Items from a dataset
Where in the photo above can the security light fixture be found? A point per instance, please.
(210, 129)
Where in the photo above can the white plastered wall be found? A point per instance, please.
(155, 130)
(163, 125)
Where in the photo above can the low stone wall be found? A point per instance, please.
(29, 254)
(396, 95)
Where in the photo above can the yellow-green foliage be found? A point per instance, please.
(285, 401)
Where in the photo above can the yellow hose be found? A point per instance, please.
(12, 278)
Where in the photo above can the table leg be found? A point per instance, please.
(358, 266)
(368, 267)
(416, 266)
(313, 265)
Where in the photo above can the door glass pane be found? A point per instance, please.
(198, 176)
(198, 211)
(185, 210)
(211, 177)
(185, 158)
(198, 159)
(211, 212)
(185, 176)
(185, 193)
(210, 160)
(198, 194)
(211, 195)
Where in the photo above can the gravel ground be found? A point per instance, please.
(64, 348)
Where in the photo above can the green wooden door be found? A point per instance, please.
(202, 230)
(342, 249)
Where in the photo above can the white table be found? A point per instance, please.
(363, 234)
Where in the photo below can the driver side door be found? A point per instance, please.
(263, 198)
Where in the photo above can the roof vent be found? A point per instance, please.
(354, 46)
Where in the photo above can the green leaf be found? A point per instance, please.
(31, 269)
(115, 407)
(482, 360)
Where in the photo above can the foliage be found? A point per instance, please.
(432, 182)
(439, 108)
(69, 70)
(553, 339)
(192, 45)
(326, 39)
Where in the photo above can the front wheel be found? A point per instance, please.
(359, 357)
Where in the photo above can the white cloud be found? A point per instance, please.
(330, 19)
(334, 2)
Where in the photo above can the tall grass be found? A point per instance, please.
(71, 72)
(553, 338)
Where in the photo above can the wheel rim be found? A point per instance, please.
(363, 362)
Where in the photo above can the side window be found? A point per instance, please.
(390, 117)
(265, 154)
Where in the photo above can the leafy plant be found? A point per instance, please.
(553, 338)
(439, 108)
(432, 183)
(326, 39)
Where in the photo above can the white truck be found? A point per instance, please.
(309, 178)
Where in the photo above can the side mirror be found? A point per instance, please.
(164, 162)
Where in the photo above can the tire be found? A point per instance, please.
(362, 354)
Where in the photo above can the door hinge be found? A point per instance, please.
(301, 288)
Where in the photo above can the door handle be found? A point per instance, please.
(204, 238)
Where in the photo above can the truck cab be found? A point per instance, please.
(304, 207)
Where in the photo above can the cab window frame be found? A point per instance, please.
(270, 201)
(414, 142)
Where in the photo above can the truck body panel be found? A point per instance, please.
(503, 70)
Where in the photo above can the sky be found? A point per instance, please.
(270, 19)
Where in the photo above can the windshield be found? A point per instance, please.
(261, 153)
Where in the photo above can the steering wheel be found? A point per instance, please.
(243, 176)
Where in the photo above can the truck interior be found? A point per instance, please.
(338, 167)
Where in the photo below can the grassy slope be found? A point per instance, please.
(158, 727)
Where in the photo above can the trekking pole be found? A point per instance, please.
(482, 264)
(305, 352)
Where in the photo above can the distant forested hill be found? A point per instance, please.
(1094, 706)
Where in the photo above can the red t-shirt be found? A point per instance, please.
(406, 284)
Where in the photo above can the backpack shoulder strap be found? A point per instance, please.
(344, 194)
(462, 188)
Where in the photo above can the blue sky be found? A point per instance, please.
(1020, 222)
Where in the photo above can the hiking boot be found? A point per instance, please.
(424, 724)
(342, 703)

● To do
Print, word for word, the lines of the listing above from the line that contains "Where in the photo above can the trekking" through the final line of the listing, including both of those lines.

● Solved exercise
Where in the photo above can the trekking pole be found? A point per instance, please.
(482, 264)
(305, 352)
Where in the photo above can the distant forested hill be found? A point per instance, please.
(1094, 706)
Where in the photo above can the red t-shirt be found? A point per instance, please.
(406, 284)
Where in the photo above can the backpack shoulder strap be found? A point per instance, please.
(344, 194)
(462, 188)
Where in the photo above can the blue sky be found? A point per instance, please.
(1020, 222)
Where in the photo above can the hiking boot be found? A point per instance, please.
(424, 724)
(342, 703)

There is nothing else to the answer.